Depuis le 25 mai 2011, Christine Lagarde est officiellement candidate au poste de directrice générale du Fonds monétaire international (FMI). Ministre de l’Economie et des Finances d’un gouvernement français qui s’est déjà délesté d’un de ses membres le 29 mai, elle n’a pas quitté le navire Fillon. Même si la situation de ministre-candidate est, de son propre aveu, «schizophrénique», elle juge certainement inutile de démissionner, tant sa campagne semble devoir déboucher sur une victoire assurée. Pour l’heure, au fil de ses voyages, elle engrange ici ou là des promesses de soutien.
Christine Lagarde incarne peut-être le changement. Changement de sexe dans une institution qui ne fut dirigée par une femme (Anne Krueger) que par intérim en 2004 et dont on reproche à son ancien patron un manque de contrôle. Changement de sensibilité politique, quand bien même le socialiste Strauss-Kahn avait la réputation d’être à la droite de la gauche; et la «libérale» Lagarde bien interventionniste depuis la récente crise du système bancaire.
Géographiquement, la nouvelle candidature française sera moins celle du changement que celle d’une certaine continuité: une règle tacite réserve la direction du FMI à l’Europe et, très souvent, à la France. Depuis 1963, quatre directeurs généraux —Pierre-Paul Schweitzer, Jacques de Larosière, Michel Camdessus et Dominique Strauss-Kahn (DSK)— ont été fournis par l’Hexagone. Même si l’opinion étasunienne semble avoir condamné, avant l’heure, le libertinage bien frenchy d’un DSK toujours présumé innocent, l’Etat américain, lui, principal actionnaire du FMI, n’en tiendra pas rigueur au pays de Nicolas Sarkozy. Après les conciliabules du G8 de Deauville, Christine Lagarde voit s’ouvrir devant elle la porte capitonnée du bureau de directrice générale du Fonds monétaire international.

- MATÉRIEL FOURNI:
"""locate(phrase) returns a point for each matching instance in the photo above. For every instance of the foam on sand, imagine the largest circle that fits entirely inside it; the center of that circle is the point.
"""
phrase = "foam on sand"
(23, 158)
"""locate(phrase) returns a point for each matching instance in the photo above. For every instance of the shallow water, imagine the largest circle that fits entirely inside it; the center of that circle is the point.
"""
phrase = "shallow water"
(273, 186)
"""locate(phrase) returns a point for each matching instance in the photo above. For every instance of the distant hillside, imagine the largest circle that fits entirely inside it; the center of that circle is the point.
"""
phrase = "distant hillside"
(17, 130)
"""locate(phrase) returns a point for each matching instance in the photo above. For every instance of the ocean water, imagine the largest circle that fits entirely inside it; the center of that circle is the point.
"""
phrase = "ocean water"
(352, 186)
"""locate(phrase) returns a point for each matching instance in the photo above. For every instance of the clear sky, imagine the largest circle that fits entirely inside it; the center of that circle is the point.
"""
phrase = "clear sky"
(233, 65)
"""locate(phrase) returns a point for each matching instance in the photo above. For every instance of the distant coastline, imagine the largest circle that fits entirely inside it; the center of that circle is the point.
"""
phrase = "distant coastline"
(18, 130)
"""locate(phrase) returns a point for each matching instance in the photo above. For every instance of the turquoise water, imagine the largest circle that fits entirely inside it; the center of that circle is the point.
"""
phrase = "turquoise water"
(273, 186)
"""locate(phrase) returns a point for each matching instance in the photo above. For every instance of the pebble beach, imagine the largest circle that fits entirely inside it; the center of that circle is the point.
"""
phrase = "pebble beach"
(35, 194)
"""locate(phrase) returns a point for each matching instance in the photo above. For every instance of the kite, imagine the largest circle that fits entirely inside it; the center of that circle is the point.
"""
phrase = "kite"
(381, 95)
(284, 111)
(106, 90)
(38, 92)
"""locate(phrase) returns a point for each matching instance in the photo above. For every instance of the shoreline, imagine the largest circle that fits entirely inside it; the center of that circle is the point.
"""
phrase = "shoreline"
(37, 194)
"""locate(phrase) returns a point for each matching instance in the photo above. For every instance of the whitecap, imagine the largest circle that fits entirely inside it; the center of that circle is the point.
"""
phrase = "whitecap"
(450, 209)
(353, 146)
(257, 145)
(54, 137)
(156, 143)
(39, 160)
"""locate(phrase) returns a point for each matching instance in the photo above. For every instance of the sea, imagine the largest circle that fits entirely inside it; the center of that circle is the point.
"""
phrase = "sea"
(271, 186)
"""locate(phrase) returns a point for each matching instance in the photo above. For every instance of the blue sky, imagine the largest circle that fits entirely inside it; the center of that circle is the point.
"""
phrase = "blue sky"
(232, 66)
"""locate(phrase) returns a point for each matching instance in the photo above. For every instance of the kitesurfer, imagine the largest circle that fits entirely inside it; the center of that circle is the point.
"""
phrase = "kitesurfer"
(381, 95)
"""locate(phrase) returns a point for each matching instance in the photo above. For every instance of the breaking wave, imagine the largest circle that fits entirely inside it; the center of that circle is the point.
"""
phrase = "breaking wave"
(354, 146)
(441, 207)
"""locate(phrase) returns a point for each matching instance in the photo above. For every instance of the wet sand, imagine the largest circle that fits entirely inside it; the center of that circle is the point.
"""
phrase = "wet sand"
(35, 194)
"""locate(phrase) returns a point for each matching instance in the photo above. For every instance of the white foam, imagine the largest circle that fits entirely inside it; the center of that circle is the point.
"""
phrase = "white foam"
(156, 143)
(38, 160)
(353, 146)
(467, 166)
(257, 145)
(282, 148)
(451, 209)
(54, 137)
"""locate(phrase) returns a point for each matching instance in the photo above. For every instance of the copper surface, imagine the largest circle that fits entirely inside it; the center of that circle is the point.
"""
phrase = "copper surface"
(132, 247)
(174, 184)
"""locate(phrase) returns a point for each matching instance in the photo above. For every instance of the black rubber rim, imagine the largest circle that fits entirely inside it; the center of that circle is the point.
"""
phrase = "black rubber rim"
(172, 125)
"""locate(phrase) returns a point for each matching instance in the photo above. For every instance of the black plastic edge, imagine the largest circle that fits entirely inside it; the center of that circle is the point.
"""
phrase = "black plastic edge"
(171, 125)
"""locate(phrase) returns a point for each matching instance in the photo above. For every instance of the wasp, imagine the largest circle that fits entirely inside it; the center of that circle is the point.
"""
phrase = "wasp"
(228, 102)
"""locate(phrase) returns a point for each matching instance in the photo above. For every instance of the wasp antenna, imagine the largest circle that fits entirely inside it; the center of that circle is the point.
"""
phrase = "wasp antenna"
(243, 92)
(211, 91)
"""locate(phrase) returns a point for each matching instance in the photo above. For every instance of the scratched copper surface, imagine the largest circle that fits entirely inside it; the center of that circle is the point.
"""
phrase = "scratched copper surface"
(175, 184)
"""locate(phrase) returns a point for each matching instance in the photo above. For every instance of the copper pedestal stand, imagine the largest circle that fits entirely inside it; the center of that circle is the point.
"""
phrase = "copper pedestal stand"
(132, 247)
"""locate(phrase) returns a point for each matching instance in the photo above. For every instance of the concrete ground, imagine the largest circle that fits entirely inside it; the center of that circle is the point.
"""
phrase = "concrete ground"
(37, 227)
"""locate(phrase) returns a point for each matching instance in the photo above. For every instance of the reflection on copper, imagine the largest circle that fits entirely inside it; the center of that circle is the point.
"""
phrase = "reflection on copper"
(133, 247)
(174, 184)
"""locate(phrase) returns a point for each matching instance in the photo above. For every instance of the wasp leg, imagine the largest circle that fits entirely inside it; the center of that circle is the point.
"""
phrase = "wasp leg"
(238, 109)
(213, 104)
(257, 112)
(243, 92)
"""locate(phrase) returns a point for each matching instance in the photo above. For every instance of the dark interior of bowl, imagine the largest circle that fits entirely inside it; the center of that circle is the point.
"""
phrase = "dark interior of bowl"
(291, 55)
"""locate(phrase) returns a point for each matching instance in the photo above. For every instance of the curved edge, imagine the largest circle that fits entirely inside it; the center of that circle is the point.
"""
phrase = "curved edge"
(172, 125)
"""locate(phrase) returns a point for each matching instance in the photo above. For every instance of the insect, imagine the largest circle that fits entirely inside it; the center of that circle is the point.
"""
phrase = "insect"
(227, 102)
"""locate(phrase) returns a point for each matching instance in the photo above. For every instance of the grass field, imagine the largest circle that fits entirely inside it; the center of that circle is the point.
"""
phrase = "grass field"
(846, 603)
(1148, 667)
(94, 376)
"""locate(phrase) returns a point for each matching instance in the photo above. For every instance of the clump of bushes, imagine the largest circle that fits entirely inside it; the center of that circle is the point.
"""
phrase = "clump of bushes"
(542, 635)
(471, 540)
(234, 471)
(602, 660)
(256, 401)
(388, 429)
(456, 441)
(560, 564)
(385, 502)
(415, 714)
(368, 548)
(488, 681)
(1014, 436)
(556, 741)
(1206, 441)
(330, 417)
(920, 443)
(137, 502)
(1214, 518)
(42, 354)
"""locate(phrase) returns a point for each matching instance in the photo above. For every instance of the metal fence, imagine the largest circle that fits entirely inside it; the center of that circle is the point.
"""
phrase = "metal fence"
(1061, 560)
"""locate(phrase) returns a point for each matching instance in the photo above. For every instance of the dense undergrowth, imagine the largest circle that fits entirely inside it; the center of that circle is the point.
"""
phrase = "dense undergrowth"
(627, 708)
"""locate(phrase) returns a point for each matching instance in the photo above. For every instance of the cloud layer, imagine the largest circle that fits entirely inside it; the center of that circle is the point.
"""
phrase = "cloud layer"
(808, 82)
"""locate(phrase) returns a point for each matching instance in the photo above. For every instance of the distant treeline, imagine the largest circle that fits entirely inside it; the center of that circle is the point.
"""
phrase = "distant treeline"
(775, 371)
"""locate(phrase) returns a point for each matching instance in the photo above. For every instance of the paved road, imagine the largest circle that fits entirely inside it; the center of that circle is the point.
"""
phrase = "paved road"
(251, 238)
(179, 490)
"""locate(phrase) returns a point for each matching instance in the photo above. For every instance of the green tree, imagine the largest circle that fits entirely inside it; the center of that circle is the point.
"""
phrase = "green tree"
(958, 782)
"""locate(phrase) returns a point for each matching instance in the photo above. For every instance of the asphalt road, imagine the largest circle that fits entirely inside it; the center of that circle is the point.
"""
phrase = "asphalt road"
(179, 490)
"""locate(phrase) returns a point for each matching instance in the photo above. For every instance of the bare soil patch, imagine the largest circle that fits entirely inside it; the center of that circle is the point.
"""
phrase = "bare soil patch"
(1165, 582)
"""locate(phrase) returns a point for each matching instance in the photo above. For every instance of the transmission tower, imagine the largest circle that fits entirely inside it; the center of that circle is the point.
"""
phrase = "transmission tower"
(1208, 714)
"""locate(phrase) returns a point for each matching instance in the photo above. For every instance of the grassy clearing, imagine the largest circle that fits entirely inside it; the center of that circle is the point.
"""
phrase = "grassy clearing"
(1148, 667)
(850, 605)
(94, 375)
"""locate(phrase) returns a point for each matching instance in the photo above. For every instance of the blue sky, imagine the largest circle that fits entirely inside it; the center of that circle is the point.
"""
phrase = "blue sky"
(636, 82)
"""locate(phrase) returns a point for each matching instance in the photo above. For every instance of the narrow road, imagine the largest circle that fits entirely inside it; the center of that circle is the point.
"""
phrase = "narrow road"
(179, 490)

- TRAVAIL À FAIRE:
- A) Répondez aux questions suivantes d'après le texte sur la candidature de Christine Lagarde au FMI.
(i) Depuis quelle date Christine Lagarde est-elle officiellement candidate au poste de directrice générale du FMI ?
(ii) Quelle femme a dirigé le FMI par intérim, et en quelle année ?
(iii) Combien de directeurs généraux la France a-t-elle fournis au FMI depuis 1963 ?
- B) Prolongez le texte sur la candidature de Christine Lagarde au FMI à partir de sa dernière phrase.

- RÉPONSES DANS L'ORDRE:
- A)
(i) Depuis le 25 mai 2011.
(ii) Anne Krueger, en 2004.
(iii) Quatre.

- B)
Le reste du monde doit-il se résigner à suivre cette mascarade de sélection? Imaginons un match de tennis où les deux adversaires de la finale auraient été choisis avant le début du tournoi. Et où l’issue du match, elle-même, serait déterminée à l’avance…
Les Brics revendiquent
Les quatre pays émergents du Bric —Brésil, Russie, Inde et Chine— commencent-ils à s’en émouvoir, voire à s’en agacer? On leur explique que de nouvelles procédures de sélection sont envisageables, voire envisagées, à l’issue du mandat de Dominique Strauss-Kahn. Mais DSK n’a pas fini son mandat…
Le Bric ronge son frein, mais le Bric se fait Brics. L’acronyme s’enrichit du S de South Africa et voilà qu’émergent les revendications des émergents africains. A quand l’Afrique?, écrivait déjà l’historien burkinaabè Joseph Ki-Zerbo. «A quand l’Afrique à la direction du FMI?», semble renchérir l’Afrique du Sud. Le 24 mai 2011, les cinq pays du Brics s’élevaient, dans un communiqué commun, contre la mainmise de l’Europe sur le poste de directeur général du FMI. Le 26 mai, pour enfoncer le clou avec un maillet africain, le porte-parole du gouvernement sud-africain, Jimmy Manyi, estimait que le prochain chef du Fonds monétaire international devrait venir d’un pays émergent. Pourquoi pas le Mexicain Agustin Carstens, gouverneur de la banque centrale du Mexique et seul candidat déclaré face à Christine Lagarde?
Pourquoi pas l’actuel ministre sud-africain de la Planification, Trevor Manuel? Le 18 mai, le ministre des Finances et successeur de Manuel à ce poste, Pravin Gordhan, avait indiqué qu’une candidature sud-africaine était «quelque chose que l’Afrique du Sud» devait «se mettre à l’esprit». La date butoir pour le dépôt des candidatures est fixée au 10 juin 2011. Trevor Manuel a nié être intéressé par le poste.
Un FMI très impopulaire en Afrique
L’Afrique tente de s’imposer dans toute organisation internationale, brandissant à l’envi ses taux de croissance alléchants, aussi bien sur le plan démographique qu’économique. Mais conquérir la direction du Fonds monétaire international serait une victoire au goût spécialement suave. Le FMI est particulièrement impopulaire sur le continent. Chacun a en mémoire les cruelles politiques d’ajustement structurel, les programmes équivoques de rééchelonnement de la dette, les stratégies monétaristes implacables, la cession sauvage des grandes entreprises étatiques africaines ou encore la réduction des budgets dans les domaines de la santé ou de l’éducation. Les plans d'ajustement structurel (PAS) sont apparus comme des instruments de soumission des pays du Tiers-monde et, au final, des facteurs d’asphyxie économique. Le FMI devait être une caution pour des pays africains à la recherche d’emprunts judicieux. Il est devenu un tuteur autoritaire aux allures d’usurier. Et un surnom du FMI est apparu: «Fonds de Misère Instantanée».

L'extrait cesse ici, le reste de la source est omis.